WHAT IS NEEDED:
Check each line of the entries below for the word "person", then report how many have it, with no other words.
** Opening MATERIAL FOR THIS EXERCISE block **
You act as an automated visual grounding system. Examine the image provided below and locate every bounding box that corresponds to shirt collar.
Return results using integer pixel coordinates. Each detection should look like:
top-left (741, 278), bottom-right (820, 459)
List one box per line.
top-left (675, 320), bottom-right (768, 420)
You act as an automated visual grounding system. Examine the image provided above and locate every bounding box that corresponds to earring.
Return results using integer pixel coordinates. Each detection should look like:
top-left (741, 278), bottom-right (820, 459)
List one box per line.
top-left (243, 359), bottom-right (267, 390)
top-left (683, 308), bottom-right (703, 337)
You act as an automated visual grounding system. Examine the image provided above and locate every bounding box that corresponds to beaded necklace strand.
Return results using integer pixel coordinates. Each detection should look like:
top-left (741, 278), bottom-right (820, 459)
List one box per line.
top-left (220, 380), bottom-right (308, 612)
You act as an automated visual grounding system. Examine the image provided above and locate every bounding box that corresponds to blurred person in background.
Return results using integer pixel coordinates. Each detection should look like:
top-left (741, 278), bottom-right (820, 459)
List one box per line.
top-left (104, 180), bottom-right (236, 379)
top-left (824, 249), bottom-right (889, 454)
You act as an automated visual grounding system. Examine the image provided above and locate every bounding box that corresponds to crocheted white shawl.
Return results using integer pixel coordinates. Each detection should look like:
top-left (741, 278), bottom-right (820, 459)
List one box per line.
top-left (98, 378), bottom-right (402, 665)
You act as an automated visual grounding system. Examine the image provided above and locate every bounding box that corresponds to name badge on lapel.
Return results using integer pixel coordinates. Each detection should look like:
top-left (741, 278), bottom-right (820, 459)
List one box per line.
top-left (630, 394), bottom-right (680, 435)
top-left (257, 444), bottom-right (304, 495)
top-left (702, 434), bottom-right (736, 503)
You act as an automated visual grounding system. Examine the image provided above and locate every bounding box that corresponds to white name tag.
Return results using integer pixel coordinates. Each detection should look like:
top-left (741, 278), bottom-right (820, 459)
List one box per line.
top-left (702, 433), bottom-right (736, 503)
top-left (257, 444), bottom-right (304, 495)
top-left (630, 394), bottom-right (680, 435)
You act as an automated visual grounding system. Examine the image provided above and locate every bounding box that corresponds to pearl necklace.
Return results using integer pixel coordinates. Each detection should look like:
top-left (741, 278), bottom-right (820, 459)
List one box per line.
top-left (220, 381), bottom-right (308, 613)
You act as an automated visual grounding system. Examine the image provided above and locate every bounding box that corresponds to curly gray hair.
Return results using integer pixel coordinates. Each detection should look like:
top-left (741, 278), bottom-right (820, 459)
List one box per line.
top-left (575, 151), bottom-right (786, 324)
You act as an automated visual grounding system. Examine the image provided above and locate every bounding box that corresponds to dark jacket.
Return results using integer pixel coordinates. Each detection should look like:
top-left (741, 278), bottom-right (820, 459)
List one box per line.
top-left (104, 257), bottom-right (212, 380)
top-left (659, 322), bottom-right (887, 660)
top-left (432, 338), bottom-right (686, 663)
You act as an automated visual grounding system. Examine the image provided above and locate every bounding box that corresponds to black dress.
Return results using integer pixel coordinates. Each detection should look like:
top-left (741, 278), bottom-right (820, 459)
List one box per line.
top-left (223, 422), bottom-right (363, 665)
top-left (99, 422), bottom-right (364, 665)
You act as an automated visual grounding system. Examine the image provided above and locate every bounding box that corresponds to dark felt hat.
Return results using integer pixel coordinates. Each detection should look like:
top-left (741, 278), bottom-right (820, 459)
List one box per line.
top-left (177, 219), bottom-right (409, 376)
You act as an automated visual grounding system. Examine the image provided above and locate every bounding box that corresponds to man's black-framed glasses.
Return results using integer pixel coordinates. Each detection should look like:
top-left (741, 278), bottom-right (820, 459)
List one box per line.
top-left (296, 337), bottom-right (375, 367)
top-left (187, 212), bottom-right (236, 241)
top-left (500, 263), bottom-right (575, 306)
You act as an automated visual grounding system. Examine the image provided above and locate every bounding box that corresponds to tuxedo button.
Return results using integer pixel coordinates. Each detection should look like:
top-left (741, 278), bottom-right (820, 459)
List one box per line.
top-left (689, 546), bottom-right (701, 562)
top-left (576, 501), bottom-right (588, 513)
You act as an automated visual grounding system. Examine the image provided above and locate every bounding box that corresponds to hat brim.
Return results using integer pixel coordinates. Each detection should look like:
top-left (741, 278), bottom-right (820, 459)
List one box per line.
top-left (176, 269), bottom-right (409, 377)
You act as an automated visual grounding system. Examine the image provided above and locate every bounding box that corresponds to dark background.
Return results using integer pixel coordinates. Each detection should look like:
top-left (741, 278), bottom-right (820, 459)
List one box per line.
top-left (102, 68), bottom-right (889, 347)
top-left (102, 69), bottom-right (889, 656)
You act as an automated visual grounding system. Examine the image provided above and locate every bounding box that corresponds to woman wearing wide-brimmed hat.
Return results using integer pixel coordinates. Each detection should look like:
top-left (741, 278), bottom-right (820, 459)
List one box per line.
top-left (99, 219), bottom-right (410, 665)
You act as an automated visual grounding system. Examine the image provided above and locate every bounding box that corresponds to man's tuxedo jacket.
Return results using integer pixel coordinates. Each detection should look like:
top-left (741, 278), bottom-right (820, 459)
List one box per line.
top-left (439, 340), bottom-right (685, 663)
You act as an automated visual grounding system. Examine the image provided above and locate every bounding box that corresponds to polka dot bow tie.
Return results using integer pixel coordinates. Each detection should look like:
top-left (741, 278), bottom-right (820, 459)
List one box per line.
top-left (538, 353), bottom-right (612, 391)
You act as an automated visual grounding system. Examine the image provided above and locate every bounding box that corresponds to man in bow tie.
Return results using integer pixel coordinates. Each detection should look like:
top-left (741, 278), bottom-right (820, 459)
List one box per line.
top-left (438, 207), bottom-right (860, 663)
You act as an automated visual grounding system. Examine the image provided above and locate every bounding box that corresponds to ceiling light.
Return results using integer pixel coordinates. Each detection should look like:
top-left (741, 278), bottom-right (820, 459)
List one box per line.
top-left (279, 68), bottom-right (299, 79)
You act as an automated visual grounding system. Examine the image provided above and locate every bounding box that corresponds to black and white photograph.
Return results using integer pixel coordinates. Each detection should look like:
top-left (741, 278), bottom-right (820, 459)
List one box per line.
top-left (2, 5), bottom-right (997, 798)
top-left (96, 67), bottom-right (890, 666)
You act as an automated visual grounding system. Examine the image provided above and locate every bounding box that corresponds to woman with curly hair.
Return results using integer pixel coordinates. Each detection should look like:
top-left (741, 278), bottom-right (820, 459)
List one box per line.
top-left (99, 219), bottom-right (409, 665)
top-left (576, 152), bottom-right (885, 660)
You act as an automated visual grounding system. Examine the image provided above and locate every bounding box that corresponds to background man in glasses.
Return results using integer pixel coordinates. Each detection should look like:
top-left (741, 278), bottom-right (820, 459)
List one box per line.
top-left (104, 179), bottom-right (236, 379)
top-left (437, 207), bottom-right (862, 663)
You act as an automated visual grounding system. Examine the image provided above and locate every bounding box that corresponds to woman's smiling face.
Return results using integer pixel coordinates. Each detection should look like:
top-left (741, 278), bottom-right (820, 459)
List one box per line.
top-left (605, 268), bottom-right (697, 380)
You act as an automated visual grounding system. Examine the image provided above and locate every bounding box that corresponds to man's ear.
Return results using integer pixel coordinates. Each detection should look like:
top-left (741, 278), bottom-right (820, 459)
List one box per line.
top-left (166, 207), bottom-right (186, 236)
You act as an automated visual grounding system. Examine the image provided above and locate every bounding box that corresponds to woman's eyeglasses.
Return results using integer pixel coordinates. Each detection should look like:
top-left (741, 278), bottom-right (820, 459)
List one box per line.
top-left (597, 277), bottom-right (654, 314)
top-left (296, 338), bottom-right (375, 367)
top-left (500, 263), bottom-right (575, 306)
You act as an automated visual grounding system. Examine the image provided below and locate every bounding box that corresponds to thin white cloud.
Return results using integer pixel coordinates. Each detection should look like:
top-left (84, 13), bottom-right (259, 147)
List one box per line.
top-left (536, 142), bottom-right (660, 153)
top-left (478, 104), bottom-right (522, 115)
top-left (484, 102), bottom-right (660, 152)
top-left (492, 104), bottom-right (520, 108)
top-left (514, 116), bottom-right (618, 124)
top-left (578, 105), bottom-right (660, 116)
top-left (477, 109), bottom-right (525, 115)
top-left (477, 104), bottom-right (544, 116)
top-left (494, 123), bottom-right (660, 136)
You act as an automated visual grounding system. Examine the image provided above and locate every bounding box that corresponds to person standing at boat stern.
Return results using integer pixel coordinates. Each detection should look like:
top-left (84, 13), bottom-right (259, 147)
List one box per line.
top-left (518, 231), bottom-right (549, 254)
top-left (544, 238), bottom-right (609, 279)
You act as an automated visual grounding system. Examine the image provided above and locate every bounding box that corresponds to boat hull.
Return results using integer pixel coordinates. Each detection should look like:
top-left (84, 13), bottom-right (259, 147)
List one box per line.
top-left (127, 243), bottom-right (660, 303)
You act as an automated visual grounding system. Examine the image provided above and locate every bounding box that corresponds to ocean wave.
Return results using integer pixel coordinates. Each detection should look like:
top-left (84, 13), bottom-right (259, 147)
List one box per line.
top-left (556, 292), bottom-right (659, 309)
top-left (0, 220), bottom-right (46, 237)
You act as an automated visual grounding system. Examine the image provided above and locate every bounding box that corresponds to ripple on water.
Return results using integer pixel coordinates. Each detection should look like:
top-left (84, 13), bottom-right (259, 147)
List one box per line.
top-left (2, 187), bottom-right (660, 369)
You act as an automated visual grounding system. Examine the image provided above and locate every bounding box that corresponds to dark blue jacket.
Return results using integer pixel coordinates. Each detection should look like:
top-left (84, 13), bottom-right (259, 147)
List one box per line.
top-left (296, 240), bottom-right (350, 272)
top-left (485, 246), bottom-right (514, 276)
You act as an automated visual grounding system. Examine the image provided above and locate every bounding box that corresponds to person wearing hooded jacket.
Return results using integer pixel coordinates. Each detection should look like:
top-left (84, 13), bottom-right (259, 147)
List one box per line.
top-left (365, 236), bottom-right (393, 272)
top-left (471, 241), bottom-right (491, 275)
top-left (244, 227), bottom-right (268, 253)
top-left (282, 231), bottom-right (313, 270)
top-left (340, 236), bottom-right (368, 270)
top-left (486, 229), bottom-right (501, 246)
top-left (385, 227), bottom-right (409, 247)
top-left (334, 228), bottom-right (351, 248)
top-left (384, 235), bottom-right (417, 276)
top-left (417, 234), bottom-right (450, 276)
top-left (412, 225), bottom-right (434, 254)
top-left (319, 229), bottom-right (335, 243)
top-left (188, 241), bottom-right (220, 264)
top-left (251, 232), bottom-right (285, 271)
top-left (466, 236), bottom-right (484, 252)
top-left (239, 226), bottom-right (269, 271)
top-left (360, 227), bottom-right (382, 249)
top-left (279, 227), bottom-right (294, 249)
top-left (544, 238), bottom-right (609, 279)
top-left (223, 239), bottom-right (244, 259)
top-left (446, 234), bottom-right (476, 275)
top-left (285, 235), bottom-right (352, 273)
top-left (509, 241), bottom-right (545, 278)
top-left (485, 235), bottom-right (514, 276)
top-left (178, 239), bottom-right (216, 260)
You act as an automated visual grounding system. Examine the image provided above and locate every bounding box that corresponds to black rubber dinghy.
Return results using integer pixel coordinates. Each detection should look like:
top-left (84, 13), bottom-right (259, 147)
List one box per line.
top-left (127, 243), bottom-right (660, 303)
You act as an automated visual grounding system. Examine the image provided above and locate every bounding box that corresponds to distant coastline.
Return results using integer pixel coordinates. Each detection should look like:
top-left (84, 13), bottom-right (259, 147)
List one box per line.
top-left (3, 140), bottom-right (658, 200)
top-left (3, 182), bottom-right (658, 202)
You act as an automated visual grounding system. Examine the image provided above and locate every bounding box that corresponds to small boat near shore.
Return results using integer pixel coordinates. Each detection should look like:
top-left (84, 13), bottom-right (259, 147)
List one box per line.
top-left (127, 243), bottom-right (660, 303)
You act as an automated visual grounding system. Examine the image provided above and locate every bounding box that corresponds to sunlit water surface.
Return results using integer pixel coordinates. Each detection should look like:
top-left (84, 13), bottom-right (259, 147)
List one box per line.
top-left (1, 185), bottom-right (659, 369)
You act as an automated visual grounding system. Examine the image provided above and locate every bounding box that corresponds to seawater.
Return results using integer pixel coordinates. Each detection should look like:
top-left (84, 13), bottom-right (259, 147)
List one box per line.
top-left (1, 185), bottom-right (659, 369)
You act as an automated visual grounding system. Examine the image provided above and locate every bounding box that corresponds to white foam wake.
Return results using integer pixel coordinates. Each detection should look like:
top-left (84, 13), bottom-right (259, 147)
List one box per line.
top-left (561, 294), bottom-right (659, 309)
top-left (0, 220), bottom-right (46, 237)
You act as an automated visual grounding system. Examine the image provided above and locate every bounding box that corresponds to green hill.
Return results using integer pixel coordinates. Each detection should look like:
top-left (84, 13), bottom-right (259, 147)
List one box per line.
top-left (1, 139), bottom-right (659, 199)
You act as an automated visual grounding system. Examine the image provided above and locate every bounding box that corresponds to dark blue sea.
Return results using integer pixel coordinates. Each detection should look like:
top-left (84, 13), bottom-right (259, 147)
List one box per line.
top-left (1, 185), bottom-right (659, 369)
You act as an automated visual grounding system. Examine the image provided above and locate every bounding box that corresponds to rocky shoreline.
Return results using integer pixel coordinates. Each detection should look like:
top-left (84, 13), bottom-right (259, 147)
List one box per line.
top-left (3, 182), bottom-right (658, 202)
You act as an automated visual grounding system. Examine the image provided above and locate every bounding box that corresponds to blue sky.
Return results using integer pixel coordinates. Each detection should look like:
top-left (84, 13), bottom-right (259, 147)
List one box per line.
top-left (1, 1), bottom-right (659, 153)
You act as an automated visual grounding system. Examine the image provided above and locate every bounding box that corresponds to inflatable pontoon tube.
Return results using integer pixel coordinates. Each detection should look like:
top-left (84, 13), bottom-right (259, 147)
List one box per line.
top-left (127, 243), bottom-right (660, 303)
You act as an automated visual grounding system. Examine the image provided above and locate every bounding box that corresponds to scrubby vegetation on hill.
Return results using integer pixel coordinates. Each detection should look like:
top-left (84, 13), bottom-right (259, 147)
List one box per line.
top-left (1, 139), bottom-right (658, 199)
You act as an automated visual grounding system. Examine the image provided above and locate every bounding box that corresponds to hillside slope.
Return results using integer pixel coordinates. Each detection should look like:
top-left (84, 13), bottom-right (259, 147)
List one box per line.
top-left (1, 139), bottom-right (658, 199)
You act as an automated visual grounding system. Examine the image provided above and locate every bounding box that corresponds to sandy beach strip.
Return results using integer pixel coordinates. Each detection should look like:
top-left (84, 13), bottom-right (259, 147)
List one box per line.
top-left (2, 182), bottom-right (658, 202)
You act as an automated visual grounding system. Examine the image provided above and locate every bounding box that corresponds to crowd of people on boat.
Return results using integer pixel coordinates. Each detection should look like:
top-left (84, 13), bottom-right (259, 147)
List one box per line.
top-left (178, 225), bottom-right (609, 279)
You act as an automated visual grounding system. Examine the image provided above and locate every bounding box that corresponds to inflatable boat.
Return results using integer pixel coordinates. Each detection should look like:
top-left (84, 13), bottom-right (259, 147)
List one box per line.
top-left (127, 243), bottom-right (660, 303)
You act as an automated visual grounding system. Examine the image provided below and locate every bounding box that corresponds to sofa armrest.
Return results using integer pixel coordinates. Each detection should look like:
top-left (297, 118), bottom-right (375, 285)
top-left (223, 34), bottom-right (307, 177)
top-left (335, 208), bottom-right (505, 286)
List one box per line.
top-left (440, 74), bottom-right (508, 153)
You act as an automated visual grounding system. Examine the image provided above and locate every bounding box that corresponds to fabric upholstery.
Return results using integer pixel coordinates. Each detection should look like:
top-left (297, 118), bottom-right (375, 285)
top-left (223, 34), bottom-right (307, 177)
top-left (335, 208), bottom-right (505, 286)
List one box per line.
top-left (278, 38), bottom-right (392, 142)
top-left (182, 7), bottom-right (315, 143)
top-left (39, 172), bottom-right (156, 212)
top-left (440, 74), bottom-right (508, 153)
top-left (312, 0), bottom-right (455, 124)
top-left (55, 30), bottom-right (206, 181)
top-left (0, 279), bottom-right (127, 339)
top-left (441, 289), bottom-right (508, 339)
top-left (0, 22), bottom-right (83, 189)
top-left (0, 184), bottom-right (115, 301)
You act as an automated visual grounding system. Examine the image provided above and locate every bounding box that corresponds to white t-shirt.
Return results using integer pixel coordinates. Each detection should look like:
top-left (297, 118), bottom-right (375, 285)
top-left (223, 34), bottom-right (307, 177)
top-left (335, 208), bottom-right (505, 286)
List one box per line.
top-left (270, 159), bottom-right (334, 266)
** Closing MATERIAL FOR THIS EXERCISE block **
EXERCISE ANSWER:
3